(SOURCE TEXT)

The bodies of 78 young men, all executed with a single gunshot, were found Tuesday in a river in Aleppo city, adding to the grim list of massacres committed during Syria's 22-month conflict, AFP reported.
The gruesome discovery came ahead of a briefing by peace envoy Lakhdar Brahimi to the UN Security Council on the uprising, which the United Nations says has left more than 60,000 people dead.
Abu Seif, a rebel fighter, told AFP 78 bodies were retrieved from the Quweiq River and that 30 more were still in the waters but out of reach because of regime snipers.
"The regime threw them into the river so that they would arrive in an area under our control, so the people would think we killed them," he said.
But a security official accused "terrorists," the regime term for the rebels, of the killings, adding the victims were residents kidnapped from the opposition-held district of Bustan al-Qasr.
Their families had tried to negotiate their release before they were killed overnight, he said.
There was no immediate claim of responsibility, but the official SANA news agency said the jihadist Al-Nusra Front carried out the executions.
"Terrorist groups from Al-Nusra Front in Aleppo carried out a mass execution of dozens of abducted people and threw their bodies in the Quweiq River," the agency said.
Al-Nusra Front, a rebel group which has a strong presence on the ground in northwestern Syria, has been blacklisted by the United States as a "terrorist" organization.
Al-Nusra is an affiliate of Al Qaeda, believing in the hope of reviving the Islamic Caliphate that will build a Muslim Empire to eventually rule the world.
The group is one of 13 factions in the radical Islamist rebel council that announced its secession from the main opposition force several weeks ago.
The Syrian Observatory for Human Rights gave a toll of 65 bodies but warned the figure could rise significantly.
"They are in their 20s and were executed by a bullet to the head. Most of them had their hands tied behind their backs and were in civilian clothes," said the watchdog, according to AFP.
The scene on the banks of the Quweiq was grim, as muddied corpses are dredged out and hundreds of distressed people flocked around to see if they could spot among the bodies a father, a brother, a son or a husband.
Volunteers helped place the bodies on a truck. They were then taken to a school where they were laid out and covered, reported AFP.
Meanwhile, violence raged elsewhere in Aleppo province, where seven children were killed in air strikes on the town of Safireh, the Observatory said, giving a toll of 91 people killed across Syria on Tuesday.
In Damascus a member of parliament was seriously injured when a explosive device strapped to his car exploded, the Observatory said.
The bloodshed came as rebels captured a vital bridge across the Euphrates River in Deir Ezzor city, largely severing an army supply route to Hasakeh province further north.
The nearby regime security headquarters and a smaller bridge were also captured, prompting retaliatory air strikes on the critical crossings.
A few days ago, regime warplanes launched a wave of deadly raids across Syria, including one that killed eight children.
Last Monday, a suicide car bombing in central Syria killed at least 30 people.

(End SOURCE TEXT)
(DATASET RECORDS)

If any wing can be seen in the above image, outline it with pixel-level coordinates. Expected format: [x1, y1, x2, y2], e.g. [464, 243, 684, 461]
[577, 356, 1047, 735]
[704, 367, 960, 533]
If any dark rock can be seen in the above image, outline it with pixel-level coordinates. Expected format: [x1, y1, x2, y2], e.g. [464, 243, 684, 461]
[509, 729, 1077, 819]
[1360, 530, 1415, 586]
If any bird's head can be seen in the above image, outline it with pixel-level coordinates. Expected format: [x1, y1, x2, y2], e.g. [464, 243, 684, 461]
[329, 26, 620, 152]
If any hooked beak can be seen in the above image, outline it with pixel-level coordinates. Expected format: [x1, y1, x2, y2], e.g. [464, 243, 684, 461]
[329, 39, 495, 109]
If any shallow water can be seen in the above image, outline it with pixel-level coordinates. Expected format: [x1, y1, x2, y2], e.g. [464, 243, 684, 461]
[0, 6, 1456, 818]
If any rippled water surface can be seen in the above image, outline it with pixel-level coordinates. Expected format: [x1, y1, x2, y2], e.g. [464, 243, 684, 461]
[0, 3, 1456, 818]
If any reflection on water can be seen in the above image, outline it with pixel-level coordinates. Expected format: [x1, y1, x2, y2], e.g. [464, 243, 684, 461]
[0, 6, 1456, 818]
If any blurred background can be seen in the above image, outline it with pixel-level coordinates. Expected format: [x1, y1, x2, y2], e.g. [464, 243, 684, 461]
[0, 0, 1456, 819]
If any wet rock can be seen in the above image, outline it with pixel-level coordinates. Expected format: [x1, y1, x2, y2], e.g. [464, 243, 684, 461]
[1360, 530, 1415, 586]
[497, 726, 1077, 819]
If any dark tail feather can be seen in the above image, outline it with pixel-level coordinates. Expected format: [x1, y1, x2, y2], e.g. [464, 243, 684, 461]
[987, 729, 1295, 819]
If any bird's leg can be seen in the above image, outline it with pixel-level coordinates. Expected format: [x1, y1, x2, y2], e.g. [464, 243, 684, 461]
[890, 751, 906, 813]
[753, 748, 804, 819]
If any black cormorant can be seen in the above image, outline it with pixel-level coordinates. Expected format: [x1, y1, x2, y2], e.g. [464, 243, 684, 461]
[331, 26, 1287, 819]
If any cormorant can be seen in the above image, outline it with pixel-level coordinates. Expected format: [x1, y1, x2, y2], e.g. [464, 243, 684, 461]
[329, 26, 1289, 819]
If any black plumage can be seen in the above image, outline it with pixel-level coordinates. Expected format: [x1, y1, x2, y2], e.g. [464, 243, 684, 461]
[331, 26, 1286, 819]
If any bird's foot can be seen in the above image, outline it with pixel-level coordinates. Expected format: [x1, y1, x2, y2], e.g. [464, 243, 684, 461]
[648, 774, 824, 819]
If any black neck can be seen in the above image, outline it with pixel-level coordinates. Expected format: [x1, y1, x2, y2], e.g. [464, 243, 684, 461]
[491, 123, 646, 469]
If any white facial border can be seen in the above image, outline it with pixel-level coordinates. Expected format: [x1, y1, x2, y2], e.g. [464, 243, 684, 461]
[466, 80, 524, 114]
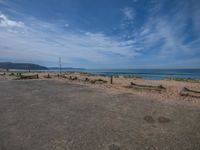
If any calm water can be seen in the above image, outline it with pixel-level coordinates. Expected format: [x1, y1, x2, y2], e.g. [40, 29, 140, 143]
[80, 69, 200, 80]
[12, 69, 200, 80]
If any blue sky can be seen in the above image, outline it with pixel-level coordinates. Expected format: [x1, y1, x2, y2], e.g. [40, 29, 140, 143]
[0, 0, 200, 68]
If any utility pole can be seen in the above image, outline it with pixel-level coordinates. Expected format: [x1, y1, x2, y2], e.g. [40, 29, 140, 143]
[59, 57, 62, 74]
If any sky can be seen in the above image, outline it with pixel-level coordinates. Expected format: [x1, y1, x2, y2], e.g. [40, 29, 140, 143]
[0, 0, 200, 69]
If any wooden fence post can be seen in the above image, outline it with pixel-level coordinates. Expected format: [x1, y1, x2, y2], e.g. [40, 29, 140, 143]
[110, 76, 113, 84]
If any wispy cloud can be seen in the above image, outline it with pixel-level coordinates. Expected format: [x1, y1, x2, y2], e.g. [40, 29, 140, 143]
[0, 12, 24, 28]
[0, 14, 138, 66]
[122, 7, 135, 20]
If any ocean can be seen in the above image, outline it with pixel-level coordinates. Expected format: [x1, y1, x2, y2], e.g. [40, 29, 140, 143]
[78, 69, 200, 80]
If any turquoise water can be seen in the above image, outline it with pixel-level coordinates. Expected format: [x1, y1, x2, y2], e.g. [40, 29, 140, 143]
[13, 69, 200, 80]
[82, 69, 200, 80]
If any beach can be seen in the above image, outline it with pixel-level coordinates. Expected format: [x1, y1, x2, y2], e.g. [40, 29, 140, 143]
[0, 79, 200, 150]
[0, 72, 200, 105]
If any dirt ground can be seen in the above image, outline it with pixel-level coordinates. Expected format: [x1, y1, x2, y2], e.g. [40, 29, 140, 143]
[0, 80, 200, 150]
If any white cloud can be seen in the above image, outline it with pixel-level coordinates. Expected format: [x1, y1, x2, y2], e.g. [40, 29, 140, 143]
[0, 13, 24, 28]
[122, 7, 135, 20]
[0, 13, 139, 67]
[65, 23, 69, 28]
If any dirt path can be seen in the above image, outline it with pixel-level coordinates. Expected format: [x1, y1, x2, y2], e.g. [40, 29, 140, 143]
[0, 80, 200, 150]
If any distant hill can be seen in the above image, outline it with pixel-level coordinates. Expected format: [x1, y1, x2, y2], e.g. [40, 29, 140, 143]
[0, 62, 48, 70]
[48, 67, 85, 71]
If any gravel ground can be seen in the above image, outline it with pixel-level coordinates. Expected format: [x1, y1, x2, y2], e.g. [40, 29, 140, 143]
[0, 80, 200, 150]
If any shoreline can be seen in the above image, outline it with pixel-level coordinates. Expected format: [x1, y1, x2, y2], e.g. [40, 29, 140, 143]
[0, 72, 200, 105]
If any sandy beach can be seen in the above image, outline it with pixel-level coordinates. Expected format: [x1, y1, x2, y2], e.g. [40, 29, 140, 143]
[0, 72, 200, 105]
[0, 79, 200, 150]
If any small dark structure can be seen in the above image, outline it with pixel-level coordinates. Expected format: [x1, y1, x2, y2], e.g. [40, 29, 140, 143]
[19, 74, 39, 79]
[110, 76, 113, 84]
[129, 82, 166, 92]
[180, 87, 200, 98]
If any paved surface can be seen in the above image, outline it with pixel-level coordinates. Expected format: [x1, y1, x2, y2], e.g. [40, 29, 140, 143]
[0, 80, 200, 150]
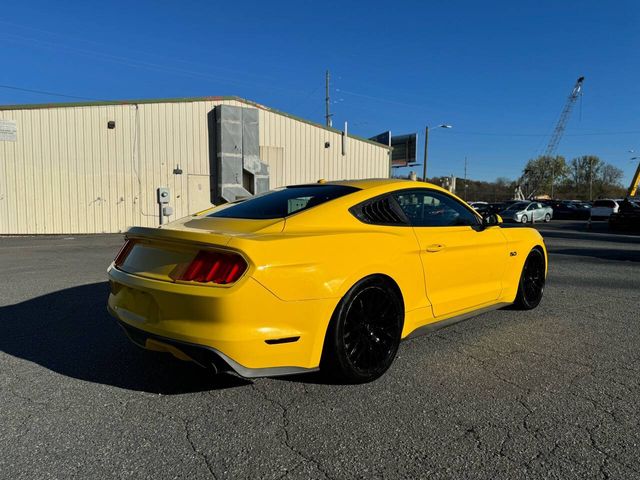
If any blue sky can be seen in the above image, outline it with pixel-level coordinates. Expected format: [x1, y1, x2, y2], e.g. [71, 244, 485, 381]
[0, 0, 640, 183]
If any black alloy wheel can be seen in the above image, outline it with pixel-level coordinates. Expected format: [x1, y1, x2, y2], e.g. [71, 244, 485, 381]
[514, 248, 546, 310]
[321, 276, 404, 383]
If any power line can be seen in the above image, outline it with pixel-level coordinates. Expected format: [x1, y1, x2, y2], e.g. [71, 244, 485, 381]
[450, 130, 640, 137]
[0, 85, 107, 102]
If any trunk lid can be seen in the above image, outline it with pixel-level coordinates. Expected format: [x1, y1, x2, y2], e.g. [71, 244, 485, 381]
[117, 216, 284, 282]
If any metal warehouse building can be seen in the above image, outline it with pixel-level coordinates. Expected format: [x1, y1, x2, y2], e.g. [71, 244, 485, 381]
[0, 97, 390, 234]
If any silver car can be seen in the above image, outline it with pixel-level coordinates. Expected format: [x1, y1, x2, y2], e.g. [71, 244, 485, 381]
[500, 202, 553, 223]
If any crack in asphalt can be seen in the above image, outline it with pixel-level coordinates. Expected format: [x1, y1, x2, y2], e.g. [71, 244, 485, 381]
[151, 408, 218, 480]
[251, 381, 333, 480]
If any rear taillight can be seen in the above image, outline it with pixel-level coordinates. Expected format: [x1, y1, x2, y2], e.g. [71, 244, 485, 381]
[178, 250, 247, 285]
[113, 240, 133, 267]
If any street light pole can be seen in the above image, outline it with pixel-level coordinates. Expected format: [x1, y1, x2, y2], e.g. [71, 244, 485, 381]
[422, 123, 452, 182]
[422, 125, 429, 182]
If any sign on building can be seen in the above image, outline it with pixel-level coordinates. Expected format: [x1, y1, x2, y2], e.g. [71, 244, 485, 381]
[0, 120, 18, 142]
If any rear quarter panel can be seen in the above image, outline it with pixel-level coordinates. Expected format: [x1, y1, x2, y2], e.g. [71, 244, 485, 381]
[229, 227, 428, 310]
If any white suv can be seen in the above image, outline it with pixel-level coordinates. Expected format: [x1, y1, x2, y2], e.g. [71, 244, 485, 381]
[591, 199, 620, 220]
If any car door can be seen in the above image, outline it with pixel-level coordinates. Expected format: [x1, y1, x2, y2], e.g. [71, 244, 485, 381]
[394, 188, 509, 317]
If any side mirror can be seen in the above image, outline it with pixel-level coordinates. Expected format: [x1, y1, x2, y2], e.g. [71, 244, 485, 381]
[482, 213, 502, 227]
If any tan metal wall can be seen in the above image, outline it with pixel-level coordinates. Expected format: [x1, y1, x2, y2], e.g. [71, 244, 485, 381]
[0, 100, 389, 234]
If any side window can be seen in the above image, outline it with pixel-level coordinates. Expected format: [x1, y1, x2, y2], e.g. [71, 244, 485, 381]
[394, 189, 480, 227]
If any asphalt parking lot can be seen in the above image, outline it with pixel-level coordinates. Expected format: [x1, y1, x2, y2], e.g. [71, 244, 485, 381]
[0, 222, 640, 479]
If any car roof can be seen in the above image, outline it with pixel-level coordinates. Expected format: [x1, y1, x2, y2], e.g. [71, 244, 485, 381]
[318, 178, 416, 190]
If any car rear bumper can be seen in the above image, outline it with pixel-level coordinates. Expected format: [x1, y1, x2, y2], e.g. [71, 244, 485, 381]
[108, 266, 337, 377]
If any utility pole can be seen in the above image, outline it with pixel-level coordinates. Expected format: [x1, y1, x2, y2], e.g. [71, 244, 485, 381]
[464, 155, 467, 202]
[422, 126, 429, 182]
[324, 70, 331, 127]
[589, 158, 593, 201]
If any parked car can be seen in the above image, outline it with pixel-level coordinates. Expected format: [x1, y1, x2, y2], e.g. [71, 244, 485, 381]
[547, 201, 591, 220]
[108, 180, 547, 383]
[591, 199, 620, 220]
[500, 202, 553, 223]
[609, 200, 640, 232]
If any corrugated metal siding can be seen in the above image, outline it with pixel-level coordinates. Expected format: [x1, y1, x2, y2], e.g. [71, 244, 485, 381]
[0, 100, 389, 234]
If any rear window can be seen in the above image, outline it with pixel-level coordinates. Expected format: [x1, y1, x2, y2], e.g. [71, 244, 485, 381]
[507, 202, 529, 210]
[208, 185, 359, 220]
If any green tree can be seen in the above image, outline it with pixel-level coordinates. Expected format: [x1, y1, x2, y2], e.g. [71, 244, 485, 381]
[564, 155, 624, 200]
[520, 155, 569, 196]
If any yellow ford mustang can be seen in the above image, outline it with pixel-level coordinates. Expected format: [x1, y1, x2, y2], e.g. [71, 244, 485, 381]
[108, 179, 547, 382]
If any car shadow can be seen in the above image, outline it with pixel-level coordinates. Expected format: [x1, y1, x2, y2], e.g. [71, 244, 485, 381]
[549, 248, 640, 262]
[0, 282, 251, 395]
[540, 230, 640, 244]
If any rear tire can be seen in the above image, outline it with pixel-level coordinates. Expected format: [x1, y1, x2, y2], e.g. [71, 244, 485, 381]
[320, 276, 404, 383]
[514, 248, 546, 310]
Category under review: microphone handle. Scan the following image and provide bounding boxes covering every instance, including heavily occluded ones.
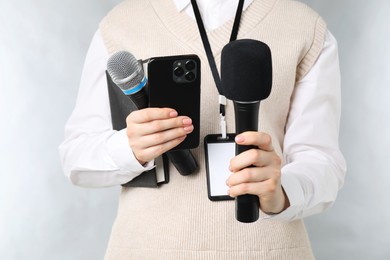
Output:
[234,101,260,223]
[128,88,149,109]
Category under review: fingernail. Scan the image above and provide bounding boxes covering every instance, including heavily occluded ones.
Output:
[183,118,192,125]
[184,125,194,132]
[169,111,178,117]
[234,135,245,143]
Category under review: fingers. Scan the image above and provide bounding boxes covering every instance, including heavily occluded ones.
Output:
[226,167,280,187]
[228,179,280,198]
[126,108,194,164]
[229,132,281,172]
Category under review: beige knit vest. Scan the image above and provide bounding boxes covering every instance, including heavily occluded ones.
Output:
[100,0,326,260]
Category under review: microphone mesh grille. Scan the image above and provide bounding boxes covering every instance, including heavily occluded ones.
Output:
[107,51,144,90]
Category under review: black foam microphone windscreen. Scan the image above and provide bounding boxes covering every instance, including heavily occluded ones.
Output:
[221,39,272,223]
[221,39,272,102]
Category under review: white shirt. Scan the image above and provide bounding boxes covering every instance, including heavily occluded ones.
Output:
[59,0,346,220]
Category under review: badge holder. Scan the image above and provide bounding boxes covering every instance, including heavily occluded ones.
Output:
[191,0,244,201]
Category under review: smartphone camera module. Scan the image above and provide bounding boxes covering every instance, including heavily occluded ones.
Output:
[173,60,197,83]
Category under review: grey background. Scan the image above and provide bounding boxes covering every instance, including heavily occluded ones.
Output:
[0,0,390,260]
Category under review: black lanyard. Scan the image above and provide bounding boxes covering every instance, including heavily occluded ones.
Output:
[191,0,245,135]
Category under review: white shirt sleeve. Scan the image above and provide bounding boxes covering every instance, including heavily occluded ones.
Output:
[266,32,346,220]
[59,31,153,187]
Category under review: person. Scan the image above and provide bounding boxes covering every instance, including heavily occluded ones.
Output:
[59,0,346,260]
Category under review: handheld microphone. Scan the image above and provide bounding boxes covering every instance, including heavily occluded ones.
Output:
[107,51,198,176]
[221,39,272,223]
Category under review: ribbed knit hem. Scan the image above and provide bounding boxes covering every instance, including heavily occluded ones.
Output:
[105,247,314,260]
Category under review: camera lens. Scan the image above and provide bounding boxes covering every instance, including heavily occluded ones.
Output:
[185,72,195,81]
[173,67,184,77]
[186,60,196,70]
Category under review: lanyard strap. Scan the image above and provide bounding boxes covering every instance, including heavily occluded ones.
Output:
[191,0,245,138]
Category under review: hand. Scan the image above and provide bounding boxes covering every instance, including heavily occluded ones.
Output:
[226,132,289,214]
[126,108,194,164]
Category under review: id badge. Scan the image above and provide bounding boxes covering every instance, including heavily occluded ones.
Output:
[204,134,236,201]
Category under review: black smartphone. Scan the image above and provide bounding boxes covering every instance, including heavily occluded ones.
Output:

(End DATASET RECORDS)

● PROMPT 1: In the Aleppo report, replace "blacklisted" with "designated" and give the part that opens with the words "Al-Nusra Front, a" and closes with "could rise significantly.".
● PROMPT 2: Please state whether each statement agrees with the Aleppo report, answering yes or no with the deciding words quoted: (a) Abu Seif said 30 more bodies were still in the river. (b) The Syrian Observatory for Human Rights gave a toll of 78 bodies. (c) Rebels captured a bridge across the Euphrates in Deir Ezzor city.
None of the items are needed.

● ANSWER AREA 1:
Al-Nusra Front, a rebel group which has a strong presence on the ground in northwestern Syria, has been designated by the United States as a "terrorist" organization.
Al-Nusra is an affiliate of Al Qaeda, believing in the hope of reviving the Islamic Caliphate that will build a Muslim Empire to eventually rule the world.
The group is one of 13 factions in the radical Islamist rebel council that announced its secession from the main opposition force several weeks ago.
The Syrian Observatory for Human Rights gave a toll of 65 bodies but warned the figure could rise significantly.

● ANSWER AREA 2:
(a) Yes: "30 more were still in the waters but out of reach because of regime snipers"
(b) No: "The Syrian Observatory for Human Rights gave a toll of 65 bodies"
(c) Yes: "rebels captured a vital bridge across the Euphrates River in Deir Ezzor city"